● **What is being asked**:
Convert the listing below into a Markdown table with the columns No. and Entry, giving each line its own numbered row and skipping blank lines. Leave the pictures out.
# Entries start
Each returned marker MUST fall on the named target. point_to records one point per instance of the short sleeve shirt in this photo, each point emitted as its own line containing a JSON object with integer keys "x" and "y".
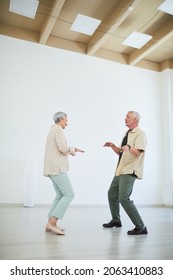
{"x": 129, "y": 164}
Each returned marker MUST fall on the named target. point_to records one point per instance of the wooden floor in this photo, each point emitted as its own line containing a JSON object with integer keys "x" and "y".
{"x": 23, "y": 236}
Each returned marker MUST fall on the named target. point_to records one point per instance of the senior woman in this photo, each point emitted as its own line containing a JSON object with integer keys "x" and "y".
{"x": 56, "y": 166}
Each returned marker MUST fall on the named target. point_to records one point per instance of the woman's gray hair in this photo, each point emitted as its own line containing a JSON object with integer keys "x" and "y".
{"x": 135, "y": 114}
{"x": 59, "y": 116}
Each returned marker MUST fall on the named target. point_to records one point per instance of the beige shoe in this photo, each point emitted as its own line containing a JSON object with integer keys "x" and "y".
{"x": 48, "y": 229}
{"x": 54, "y": 229}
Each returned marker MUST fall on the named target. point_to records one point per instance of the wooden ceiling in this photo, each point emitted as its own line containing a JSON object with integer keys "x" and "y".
{"x": 54, "y": 18}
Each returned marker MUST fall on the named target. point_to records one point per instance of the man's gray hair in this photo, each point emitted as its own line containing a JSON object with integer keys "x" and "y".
{"x": 135, "y": 114}
{"x": 59, "y": 116}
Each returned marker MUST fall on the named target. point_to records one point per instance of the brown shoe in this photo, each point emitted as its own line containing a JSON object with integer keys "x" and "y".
{"x": 54, "y": 229}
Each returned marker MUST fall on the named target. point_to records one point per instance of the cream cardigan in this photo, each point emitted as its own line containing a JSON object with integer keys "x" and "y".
{"x": 56, "y": 152}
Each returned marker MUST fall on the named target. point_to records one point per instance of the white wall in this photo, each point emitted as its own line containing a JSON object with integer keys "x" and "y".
{"x": 35, "y": 82}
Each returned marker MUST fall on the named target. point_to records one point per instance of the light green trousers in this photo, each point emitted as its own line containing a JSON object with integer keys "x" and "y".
{"x": 119, "y": 193}
{"x": 64, "y": 195}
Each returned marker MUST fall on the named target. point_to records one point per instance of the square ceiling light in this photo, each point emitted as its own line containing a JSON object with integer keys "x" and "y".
{"x": 166, "y": 7}
{"x": 26, "y": 8}
{"x": 137, "y": 39}
{"x": 84, "y": 24}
# Entries end
● **Answer in full**:
| No. | Entry |
|---|---|
| 1 | Each returned marker MUST fall on the named target. point_to records one point per instance of the short sleeve shirt in this photo, each point emitted as its own line containing a JSON object with integer keys "x" and "y". |
| 2 | {"x": 129, "y": 164} |
| 3 | Each returned marker MUST fall on the named target. point_to records one point per instance of the wooden floor in this photo, each point emitted as its own line containing a JSON object with integer keys "x" and "y". |
| 4 | {"x": 23, "y": 236} |
| 5 | Each returned marker MUST fall on the named target. point_to records one point per instance of the senior woman in this photo, each point emitted as its own line containing a JSON object with integer keys "x" and "y". |
| 6 | {"x": 56, "y": 166} |
| 7 | Each returned marker MUST fall on the named target. point_to records one point per instance of the woman's gray hair in this photo, each point emitted as its own line containing a JSON object with integer keys "x" and "y". |
| 8 | {"x": 135, "y": 114} |
| 9 | {"x": 59, "y": 116} |
| 10 | Each returned marker MUST fall on the named target. point_to records one point per instance of the beige shoe in this photo, each point emitted as its own line containing a JSON object with integer keys "x" and "y". |
| 11 | {"x": 48, "y": 229} |
| 12 | {"x": 54, "y": 229} |
| 13 | Each returned marker MUST fall on the named target. point_to records one point per instance of the wooden ceiling in this photo, each point emitted as its own line containing a JSON object with integer keys "x" and "y". |
| 14 | {"x": 54, "y": 18} |
| 15 | Each returned marker MUST fall on the named target. point_to records one point per instance of the man's gray hair in this photo, each point emitted as its own line containing a JSON object with integer keys "x" and "y". |
| 16 | {"x": 135, "y": 114} |
| 17 | {"x": 59, "y": 116} |
| 18 | Each returned marker MUST fall on the named target. point_to records one point per instance of the brown shoe in this photo, each point emitted as its own line containing a JSON object with integer keys "x" and "y". |
| 19 | {"x": 54, "y": 229} |
| 20 | Each returned marker MUST fall on the named target. point_to records one point per instance of the cream cardigan in this photo, each point emitted as its own line containing a JSON object with integer keys "x" and "y". |
| 21 | {"x": 56, "y": 152} |
| 22 | Each returned marker MUST fall on the named target. point_to records one point per instance of the white wall in this photo, each point emitted as its own line containing a JSON object with integer keys "x" and "y". |
| 23 | {"x": 35, "y": 82} |
| 24 | Each returned marker MUST fall on the named target. point_to records one point per instance of the light green trousers in this photo, each point emitted as its own line containing a JSON object with integer keys "x" and "y". |
| 25 | {"x": 119, "y": 193} |
| 26 | {"x": 64, "y": 195} |
| 27 | Each returned marker MUST fall on the named target. point_to records one point per instance of the square ceiling light in this photo, each point emitted as its own line containing a JSON object with integer keys "x" and "y". |
| 28 | {"x": 166, "y": 7} |
| 29 | {"x": 26, "y": 8} |
| 30 | {"x": 137, "y": 39} |
| 31 | {"x": 84, "y": 24} |